* _Selected extract_

···

Tales from the crypto
** This section not available for public distribution. **
A change in the weather
A C90 is a solid, dependable and at 16 GFlop a reasonably powerful machine well suited to the day-to-day grind of production weather forecasting. By contrast, in 1997 anyway, the T3e was a tricky beast. Because of the relative newness and particular nature of its hardware, OS, IOS and programming environment the T3e was most widely used in research and academic environments where ultimate performance requirements are more important than total availability. It was a bold step then for one site to replace their C90 with a 686 CPU T3e. Prior to the C90 the site had had two YMP 8 CPU systems (one green, one blue) for production forecasting, and long term climate research. It is not difficult to see that the site had duel requirements for extreme stability and extreme performance.
Being a government organisation the contract was king, and that document specified a complex multi-staged acceptance process with reliability, performance and feature milestones.
To be honest the new system was having a hard time meeting any of the required metrics especially uptime. This was not helped by the fact that the site would pound relentlessly on any newly released OS feature, try to squeeze every last drop of performance from the system whilst being reluctant to change programming and system methods that were quite plainly inefficient. By the autumn of 1997 we were getting our arses kicked, even though the machine was running in parallel with the C90 it was clear that the new box was struggling. It was running upwards of 40 to 50 million application CPU seconds a day but was too slow on the complex shell scripts and kept getting behind on the file transfer timetable.
One November Friday afternoon, of what had been not a particular happy week, all hell broke loose, both the C90 and T3e went down at the same time. Smoke alarms had gone off in the plant room and the site emergency shutdown procedure had been invoked. The engineers soon reported that the power supply conditioning motor-generator set had run a bearing dry and this would put the C90 out of service until a replacement was installed. A C90 MG set weighs about 6 tonnes and is about the size of a railway freight container box car so replacement is non-trivial. There was a spare in the country but it would take all weekend to install.
The T3e was up to bat. After a moderate scaling back of the workload and some rapid switching on the front end machines to discard the non-existent C90 output and use the T3e forecasts the system was in production. By 19:00 that evening the first T3e forecasts went out to the TV stations, and other customers; the production cycle was recovered. The beast must have known this was its big chance to prove itself. It didn’t put a foot wrong all weekend.
The feeling amongst the Cray staff on the following Tuesday when the service cut back over to the C90 was one of both relief and pride. The box had shown that it could run to schedule. It may not be completely ready now but we could see that the T3e would one day replace the C90.
Many improvements were made to system and application software over the following months but possibly the most intriguing was the express message queues feature. Each processor has a small micro-kernel that can service some system calls directly but any system calls involving IO or a centally managed service has to be passed to the operating system PE (CPU) that runs the required server. These OSPEs would have to receive and service calls from every other CPU in the system and can get swamped in some circumstances. The idea of express message queues was to carry the “nice” value of the calling process into the kernel service area. Requests coming from processes running with low “nice” values would put on separate service queues from the other messages and would be serviced first. Unix nice values are normally used to arrange priority application access to CPUs in SMP systems but on an MPP every program already has multiple CPUs so by this method the administrator could designate processes that had priority access to shared operating system services and IO paths.

···

* _What is being asked_
From the account of the Cray T3e, copy word for word the passage between "Being a government" and "file transfer timetable.", inclusive.

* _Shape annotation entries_

···

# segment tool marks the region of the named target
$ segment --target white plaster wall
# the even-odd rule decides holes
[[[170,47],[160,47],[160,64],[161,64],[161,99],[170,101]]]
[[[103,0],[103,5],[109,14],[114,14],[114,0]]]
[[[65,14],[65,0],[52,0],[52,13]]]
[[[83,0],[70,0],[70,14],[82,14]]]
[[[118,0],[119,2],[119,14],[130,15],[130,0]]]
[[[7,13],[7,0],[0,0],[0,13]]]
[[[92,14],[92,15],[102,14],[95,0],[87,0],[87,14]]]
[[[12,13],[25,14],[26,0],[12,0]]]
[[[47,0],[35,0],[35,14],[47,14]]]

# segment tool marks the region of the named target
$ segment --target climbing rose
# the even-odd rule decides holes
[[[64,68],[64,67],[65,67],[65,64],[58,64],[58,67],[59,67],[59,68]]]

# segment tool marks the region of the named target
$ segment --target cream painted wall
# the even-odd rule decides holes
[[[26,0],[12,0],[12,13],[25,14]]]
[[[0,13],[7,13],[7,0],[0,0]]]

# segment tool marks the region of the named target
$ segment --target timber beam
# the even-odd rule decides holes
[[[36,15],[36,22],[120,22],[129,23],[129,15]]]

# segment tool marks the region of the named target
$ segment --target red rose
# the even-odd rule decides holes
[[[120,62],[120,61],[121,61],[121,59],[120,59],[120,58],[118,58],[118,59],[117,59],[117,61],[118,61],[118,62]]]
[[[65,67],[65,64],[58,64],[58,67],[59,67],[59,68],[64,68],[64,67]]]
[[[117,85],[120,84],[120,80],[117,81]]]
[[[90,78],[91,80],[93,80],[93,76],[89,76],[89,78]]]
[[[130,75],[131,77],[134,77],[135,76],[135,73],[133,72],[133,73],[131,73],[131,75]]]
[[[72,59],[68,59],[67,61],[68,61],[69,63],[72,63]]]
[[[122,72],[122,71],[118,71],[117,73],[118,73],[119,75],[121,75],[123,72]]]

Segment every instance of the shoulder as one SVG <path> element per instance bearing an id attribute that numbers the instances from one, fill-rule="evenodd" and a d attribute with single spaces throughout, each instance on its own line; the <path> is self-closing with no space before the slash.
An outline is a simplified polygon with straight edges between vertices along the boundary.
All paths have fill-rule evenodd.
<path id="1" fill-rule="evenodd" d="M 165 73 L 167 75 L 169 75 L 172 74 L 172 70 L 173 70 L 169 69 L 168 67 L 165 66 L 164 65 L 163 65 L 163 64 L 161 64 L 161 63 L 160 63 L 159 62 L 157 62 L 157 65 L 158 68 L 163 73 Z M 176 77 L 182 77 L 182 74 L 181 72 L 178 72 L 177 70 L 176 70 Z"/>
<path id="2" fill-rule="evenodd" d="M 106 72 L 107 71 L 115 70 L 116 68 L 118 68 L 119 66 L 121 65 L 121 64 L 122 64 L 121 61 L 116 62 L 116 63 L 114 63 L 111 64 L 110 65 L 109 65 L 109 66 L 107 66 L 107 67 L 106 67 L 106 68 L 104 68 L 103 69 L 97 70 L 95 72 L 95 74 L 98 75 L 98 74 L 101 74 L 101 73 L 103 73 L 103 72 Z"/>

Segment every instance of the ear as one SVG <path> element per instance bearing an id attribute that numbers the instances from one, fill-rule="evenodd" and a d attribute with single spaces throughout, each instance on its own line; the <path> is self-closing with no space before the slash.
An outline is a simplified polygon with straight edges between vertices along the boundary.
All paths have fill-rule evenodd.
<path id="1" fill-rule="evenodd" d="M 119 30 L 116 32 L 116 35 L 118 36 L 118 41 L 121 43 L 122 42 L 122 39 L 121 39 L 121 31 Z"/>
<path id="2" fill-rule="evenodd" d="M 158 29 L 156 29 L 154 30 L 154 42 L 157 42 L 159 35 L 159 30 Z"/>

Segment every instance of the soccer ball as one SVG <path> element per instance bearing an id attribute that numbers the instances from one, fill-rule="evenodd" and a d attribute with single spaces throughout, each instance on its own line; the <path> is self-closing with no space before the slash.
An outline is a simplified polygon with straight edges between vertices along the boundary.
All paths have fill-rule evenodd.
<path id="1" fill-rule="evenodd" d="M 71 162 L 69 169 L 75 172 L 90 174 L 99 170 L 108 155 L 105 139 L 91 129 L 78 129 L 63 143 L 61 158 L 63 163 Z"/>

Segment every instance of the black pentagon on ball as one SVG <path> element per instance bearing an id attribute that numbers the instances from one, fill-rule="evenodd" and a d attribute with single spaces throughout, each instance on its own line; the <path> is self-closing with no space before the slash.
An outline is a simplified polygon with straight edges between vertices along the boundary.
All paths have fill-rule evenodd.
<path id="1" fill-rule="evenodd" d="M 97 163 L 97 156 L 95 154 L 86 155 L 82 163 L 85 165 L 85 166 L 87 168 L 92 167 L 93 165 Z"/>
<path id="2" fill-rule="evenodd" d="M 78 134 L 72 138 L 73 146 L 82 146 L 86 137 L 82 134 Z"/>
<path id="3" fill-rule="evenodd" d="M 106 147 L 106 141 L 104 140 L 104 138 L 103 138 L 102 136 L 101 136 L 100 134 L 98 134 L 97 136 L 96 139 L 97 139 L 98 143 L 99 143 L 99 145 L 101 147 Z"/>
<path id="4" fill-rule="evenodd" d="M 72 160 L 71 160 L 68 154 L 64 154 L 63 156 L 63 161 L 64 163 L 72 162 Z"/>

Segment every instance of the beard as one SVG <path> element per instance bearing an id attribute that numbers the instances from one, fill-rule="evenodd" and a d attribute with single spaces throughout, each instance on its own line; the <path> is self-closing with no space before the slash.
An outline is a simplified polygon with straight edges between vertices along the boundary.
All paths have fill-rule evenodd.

···

* _Complete output_
Being a government organisation the contract was king, and that document specified a complex multi-staged acceptance process with reliability, performance and feature milestones.
To be honest the new system was having a hard time meeting any of the required metrics especially uptime. This was not helped by the fact that the site would pound relentlessly on any newly released OS feature, try to squeeze every last drop of performance from the system whilst being reluctant to change programming and system methods that were quite plainly inefficient. By the autumn of 1997 we were getting our arses kicked, even though the machine was running in parallel with the C90 it was clear that the new box was struggling. It was running upwards of 40 to 50 million application CPU seconds a day but was too slow on the complex shell scripts and kept getting behind on the file transfer timetable.